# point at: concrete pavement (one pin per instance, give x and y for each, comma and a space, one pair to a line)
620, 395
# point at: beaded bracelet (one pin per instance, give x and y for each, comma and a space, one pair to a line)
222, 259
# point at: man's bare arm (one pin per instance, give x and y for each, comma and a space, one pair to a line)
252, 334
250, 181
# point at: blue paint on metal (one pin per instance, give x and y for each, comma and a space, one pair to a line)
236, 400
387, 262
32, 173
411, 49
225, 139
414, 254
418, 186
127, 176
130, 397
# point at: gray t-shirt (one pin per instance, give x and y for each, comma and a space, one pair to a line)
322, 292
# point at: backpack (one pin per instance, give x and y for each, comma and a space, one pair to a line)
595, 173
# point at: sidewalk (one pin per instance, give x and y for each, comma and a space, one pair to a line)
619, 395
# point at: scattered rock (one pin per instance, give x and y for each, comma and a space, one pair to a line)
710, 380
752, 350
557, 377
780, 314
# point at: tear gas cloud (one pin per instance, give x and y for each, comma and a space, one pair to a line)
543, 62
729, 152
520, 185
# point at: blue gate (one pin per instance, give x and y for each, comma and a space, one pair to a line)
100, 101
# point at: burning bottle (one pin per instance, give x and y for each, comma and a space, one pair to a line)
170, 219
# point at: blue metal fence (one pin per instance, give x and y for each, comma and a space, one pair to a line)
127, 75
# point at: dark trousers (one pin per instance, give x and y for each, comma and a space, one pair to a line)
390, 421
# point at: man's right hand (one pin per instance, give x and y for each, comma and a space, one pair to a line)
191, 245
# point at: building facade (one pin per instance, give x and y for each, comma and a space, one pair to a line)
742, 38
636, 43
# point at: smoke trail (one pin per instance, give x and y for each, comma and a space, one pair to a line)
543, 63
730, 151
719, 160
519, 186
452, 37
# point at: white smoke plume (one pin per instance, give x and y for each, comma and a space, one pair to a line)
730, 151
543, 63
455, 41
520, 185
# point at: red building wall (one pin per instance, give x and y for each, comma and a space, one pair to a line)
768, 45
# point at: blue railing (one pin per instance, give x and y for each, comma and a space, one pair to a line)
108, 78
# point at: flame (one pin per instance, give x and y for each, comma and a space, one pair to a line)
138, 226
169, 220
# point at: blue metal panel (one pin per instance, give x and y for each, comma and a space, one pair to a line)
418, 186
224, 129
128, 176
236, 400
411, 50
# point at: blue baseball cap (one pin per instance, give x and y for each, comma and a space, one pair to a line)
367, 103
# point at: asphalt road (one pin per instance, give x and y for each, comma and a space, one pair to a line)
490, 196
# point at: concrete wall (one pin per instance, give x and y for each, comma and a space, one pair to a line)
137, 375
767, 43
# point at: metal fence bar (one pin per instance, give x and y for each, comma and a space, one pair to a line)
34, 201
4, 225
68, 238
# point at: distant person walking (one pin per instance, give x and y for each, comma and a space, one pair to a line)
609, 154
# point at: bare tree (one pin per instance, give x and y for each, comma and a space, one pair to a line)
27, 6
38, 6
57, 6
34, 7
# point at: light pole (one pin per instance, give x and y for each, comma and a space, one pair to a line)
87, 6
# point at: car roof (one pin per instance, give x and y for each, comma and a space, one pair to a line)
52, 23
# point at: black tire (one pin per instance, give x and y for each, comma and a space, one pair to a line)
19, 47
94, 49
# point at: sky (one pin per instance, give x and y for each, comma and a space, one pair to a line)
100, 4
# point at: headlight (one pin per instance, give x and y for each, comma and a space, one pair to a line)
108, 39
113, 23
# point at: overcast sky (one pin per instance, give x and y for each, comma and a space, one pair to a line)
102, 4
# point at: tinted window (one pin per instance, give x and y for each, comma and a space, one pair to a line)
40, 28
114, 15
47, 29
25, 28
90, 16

__________

What to produce
The response must consist solely of the lines from the one with "# point at: bare" through the end of the listing above, copied exactly; please include the first and the last.

Answer to this problem
# point at: bare tree (one pin per instance, give x and y for each, comma and a space, one pair to a line)
27, 6
38, 6
57, 6
34, 7
# point at: light pole (one pin per instance, give x and y for each, comma and a space, one pair to a line)
87, 6
# point at: car roof (one pin per instance, give x and y for each, comma and a space, one pair to a line)
52, 23
# point at: black tire (one pin per instance, give x and y for each, comma and a space, one pair to a line)
19, 47
94, 49
# point at: sky (one pin per instance, give x and y for each, comma and a space, one pair to a line)
100, 4
# point at: headlight (one pin per instance, give x and y for each, comma and a space, one pair to a line)
108, 39
113, 23
# point at: overcast sky (one pin per instance, give x and y for each, comma and a space, one pair to a line)
102, 4
# point at: tinted window (one pin per instance, give x and y for each, comma and a space, one pair to a line)
40, 28
114, 15
47, 29
25, 28
90, 16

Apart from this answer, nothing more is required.